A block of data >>
_____
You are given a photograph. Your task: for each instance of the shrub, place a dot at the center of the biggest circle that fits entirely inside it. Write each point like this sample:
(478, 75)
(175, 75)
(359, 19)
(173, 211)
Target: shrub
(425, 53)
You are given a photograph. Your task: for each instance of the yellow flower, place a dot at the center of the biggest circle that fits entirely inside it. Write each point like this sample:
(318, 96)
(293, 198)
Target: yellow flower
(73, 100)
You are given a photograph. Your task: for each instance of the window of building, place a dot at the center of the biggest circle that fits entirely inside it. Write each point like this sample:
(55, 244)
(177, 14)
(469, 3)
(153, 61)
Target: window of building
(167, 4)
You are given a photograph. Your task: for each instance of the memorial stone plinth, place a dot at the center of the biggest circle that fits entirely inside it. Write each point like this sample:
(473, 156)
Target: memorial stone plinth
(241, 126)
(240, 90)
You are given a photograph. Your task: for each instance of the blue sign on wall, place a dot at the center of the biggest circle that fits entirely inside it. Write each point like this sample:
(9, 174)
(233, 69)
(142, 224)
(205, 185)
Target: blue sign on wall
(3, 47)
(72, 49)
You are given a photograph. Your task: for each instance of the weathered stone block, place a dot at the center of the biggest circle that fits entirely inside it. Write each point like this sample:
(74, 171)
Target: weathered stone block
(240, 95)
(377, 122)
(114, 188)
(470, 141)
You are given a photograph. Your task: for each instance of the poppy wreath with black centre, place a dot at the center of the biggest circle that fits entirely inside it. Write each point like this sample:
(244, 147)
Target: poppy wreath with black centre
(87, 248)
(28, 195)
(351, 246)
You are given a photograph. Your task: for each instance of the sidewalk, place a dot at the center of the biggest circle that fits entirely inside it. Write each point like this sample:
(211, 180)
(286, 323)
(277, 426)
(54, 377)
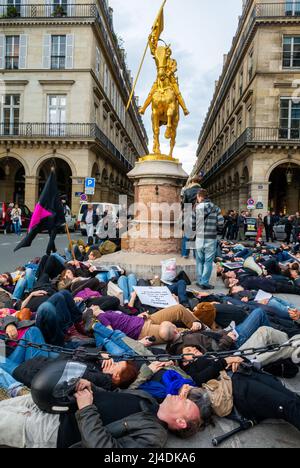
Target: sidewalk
(270, 434)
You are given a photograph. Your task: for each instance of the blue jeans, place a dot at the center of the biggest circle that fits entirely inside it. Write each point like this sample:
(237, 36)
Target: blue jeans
(56, 316)
(22, 354)
(127, 283)
(17, 227)
(185, 252)
(24, 284)
(256, 319)
(8, 382)
(179, 289)
(61, 259)
(281, 307)
(205, 257)
(112, 341)
(107, 276)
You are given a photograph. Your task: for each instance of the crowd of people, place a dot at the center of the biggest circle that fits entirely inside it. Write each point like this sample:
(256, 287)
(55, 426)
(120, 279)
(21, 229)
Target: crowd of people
(82, 363)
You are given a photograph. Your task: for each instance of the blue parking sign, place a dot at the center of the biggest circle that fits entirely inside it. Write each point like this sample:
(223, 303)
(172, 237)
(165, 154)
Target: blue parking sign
(90, 182)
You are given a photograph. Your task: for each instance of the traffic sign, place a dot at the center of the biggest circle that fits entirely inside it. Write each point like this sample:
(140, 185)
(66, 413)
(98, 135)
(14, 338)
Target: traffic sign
(90, 182)
(90, 185)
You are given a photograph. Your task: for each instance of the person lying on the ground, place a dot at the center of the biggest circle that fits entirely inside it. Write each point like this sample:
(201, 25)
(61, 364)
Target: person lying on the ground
(128, 419)
(107, 374)
(145, 325)
(257, 396)
(222, 340)
(264, 283)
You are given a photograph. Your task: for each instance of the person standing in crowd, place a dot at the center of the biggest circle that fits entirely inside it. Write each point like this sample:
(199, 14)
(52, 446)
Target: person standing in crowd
(260, 228)
(7, 225)
(207, 220)
(296, 231)
(16, 214)
(242, 226)
(289, 229)
(90, 218)
(269, 226)
(189, 197)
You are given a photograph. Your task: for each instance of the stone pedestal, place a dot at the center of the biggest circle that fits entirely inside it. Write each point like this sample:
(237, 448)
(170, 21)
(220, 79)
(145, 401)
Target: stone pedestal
(157, 225)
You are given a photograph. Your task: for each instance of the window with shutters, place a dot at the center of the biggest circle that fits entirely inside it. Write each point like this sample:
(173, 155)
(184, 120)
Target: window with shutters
(12, 52)
(57, 114)
(289, 119)
(291, 52)
(10, 114)
(59, 8)
(14, 8)
(58, 52)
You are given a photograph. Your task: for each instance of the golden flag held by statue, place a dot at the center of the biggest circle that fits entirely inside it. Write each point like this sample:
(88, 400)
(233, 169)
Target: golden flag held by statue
(157, 29)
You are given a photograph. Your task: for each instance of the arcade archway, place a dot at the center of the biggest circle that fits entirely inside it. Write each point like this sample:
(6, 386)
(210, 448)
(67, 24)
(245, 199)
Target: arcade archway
(284, 192)
(63, 175)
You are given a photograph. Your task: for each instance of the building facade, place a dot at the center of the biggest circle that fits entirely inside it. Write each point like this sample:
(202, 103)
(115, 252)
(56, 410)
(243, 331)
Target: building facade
(64, 86)
(249, 145)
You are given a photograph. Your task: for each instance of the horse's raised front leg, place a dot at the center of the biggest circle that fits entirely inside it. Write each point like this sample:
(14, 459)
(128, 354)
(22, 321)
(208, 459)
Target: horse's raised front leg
(155, 126)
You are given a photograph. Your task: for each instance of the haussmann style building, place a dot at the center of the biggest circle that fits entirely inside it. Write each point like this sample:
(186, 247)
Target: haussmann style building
(64, 86)
(249, 145)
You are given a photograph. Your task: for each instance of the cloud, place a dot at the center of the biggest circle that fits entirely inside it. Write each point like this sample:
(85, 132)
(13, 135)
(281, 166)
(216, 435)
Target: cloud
(200, 32)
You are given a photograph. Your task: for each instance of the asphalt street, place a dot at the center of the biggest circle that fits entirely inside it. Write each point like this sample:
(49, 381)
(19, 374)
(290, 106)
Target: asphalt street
(9, 259)
(271, 434)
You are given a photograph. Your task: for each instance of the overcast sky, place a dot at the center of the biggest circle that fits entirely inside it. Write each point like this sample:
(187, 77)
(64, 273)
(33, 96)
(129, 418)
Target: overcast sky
(200, 32)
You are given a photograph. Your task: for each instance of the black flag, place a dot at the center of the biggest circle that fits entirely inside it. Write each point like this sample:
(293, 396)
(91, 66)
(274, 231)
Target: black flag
(48, 213)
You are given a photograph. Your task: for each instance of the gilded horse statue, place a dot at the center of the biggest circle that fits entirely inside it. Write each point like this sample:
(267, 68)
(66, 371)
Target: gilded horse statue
(165, 98)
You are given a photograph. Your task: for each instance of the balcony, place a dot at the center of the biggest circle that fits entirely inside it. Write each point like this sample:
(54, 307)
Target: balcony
(261, 12)
(62, 133)
(90, 12)
(277, 10)
(43, 11)
(255, 136)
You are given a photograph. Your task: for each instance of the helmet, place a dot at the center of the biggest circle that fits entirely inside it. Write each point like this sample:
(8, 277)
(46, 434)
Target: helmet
(54, 386)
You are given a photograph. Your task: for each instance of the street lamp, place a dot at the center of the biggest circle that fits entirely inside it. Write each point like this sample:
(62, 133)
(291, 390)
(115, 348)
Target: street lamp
(289, 174)
(7, 166)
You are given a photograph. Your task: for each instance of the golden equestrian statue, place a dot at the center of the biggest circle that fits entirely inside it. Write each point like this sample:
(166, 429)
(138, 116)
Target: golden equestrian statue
(165, 96)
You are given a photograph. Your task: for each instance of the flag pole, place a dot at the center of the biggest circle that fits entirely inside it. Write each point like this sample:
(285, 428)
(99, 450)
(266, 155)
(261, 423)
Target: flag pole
(143, 59)
(70, 241)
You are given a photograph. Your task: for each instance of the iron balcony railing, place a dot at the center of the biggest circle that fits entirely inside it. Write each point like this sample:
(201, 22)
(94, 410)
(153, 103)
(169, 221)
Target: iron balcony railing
(85, 131)
(286, 9)
(48, 11)
(254, 136)
(272, 10)
(78, 11)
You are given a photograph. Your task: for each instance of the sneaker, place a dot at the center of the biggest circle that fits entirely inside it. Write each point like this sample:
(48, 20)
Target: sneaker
(23, 392)
(88, 321)
(207, 287)
(4, 395)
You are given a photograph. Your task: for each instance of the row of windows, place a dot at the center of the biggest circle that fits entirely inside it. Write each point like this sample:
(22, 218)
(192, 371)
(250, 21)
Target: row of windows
(289, 129)
(291, 59)
(56, 119)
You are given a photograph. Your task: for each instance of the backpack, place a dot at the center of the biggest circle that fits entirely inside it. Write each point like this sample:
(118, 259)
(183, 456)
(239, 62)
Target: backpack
(284, 368)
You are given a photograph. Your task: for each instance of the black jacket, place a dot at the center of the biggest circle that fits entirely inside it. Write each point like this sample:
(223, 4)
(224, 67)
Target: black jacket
(140, 430)
(190, 195)
(95, 217)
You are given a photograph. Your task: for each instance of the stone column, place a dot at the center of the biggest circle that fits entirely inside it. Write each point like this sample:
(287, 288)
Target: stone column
(260, 193)
(31, 191)
(243, 197)
(235, 199)
(157, 228)
(77, 186)
(292, 197)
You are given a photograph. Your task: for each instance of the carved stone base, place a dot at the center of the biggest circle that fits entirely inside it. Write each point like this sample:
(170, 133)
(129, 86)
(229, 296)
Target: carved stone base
(157, 225)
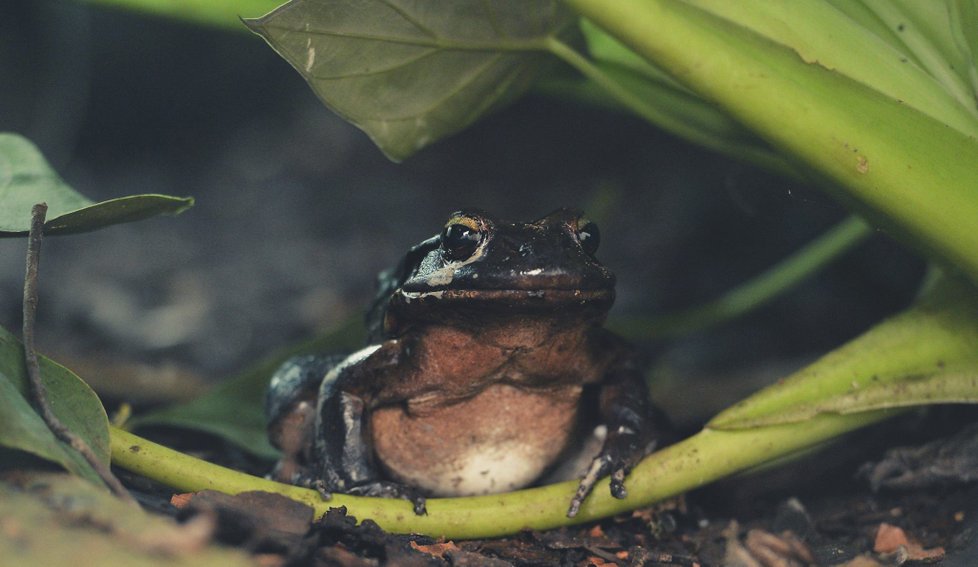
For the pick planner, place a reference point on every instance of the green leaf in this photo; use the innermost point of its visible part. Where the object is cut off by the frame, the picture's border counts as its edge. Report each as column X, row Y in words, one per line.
column 21, row 428
column 26, row 179
column 927, row 354
column 902, row 158
column 57, row 520
column 218, row 13
column 410, row 73
column 75, row 404
column 235, row 409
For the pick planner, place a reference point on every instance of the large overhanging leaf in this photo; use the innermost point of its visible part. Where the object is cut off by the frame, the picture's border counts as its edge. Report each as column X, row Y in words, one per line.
column 409, row 73
column 26, row 179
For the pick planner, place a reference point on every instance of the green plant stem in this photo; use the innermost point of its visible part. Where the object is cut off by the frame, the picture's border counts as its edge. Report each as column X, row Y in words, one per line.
column 662, row 119
column 701, row 459
column 33, row 370
column 755, row 292
column 906, row 172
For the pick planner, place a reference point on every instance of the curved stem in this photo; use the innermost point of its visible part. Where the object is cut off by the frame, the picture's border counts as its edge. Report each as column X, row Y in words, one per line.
column 756, row 291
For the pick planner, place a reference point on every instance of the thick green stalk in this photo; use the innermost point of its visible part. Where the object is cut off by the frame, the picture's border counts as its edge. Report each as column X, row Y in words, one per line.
column 910, row 173
column 220, row 13
column 755, row 292
column 692, row 463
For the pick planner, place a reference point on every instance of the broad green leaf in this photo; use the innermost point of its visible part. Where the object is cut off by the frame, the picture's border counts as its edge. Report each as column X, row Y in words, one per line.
column 914, row 72
column 235, row 409
column 904, row 169
column 410, row 73
column 75, row 404
column 927, row 354
column 57, row 520
column 26, row 179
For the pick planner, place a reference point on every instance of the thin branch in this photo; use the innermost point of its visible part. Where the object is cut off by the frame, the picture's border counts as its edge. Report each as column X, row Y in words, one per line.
column 38, row 392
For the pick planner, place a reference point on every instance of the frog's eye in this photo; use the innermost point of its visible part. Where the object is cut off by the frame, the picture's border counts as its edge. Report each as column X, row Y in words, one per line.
column 588, row 236
column 460, row 241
_____
Given exercise >>
Copy the items from the line containing "of the broad" through the end of the items, swapping "pick planner" for "grasp planner" and leaving everything else as it is.

Solution to this exercise >>
For the grasp planner, place a reference point on every instance of the broad green leaf in this photo; use the innermost point of its visible part. Where the object is cut off by the frame, the picture's border counts as its edge. Report each as column X, row Y in words, one per line.
column 914, row 72
column 235, row 409
column 904, row 169
column 410, row 73
column 75, row 404
column 927, row 354
column 57, row 520
column 26, row 179
For the grasp planner, place a reference point on every instance of the thin branch in this photo; use the innermost point of its visible part. Where the object is cut off by the frame, the picture's border counts as its edge. Report each as column X, row Y in words, one per line.
column 38, row 392
For the grasp planner, place a reference point on every instance of the frog's eye in this photo; use the innermost point of its visible part. Where the object is cut off by the frame, the picture's border counts as its edge. Report each as column X, row Y in words, one per line.
column 588, row 236
column 460, row 241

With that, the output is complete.